**YOUR OBJECTIVE**.
Pull out each line of the data below that contains the word "white".
** BEGIN DATA FOR THE TASK **
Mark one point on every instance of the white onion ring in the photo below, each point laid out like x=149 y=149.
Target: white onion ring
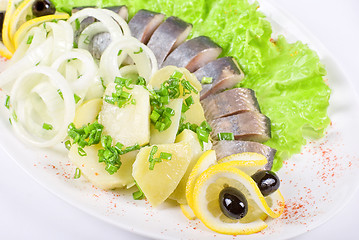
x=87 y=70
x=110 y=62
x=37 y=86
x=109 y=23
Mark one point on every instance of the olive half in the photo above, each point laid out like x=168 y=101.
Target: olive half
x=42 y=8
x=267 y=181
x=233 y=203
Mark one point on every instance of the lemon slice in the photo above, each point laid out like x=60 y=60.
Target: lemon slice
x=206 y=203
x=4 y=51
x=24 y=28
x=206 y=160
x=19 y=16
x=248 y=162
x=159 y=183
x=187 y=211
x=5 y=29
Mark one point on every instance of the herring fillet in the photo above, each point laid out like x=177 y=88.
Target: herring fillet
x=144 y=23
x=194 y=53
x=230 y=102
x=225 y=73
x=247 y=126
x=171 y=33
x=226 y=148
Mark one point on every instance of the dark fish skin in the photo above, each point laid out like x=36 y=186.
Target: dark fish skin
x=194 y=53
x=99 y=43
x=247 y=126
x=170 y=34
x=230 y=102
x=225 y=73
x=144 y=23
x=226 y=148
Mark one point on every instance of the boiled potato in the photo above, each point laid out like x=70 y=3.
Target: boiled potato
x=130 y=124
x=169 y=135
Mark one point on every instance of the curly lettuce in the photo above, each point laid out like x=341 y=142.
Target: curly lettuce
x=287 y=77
** END DATA FOR THE TASK **
** BEGIN DATA FOR THE TASK **
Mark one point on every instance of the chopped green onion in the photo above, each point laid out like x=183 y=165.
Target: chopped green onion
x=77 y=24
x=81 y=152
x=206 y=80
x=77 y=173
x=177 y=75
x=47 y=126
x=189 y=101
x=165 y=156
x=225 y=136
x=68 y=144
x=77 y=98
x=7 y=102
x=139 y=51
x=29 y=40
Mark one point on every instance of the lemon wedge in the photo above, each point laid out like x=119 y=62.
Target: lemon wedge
** END DATA FOR THE TASK **
**RESULT OF THE EXERCISE**.
Mark one point on every instance of the white onion ring in the photo below, each point laid out like x=149 y=149.
Target: white onion ring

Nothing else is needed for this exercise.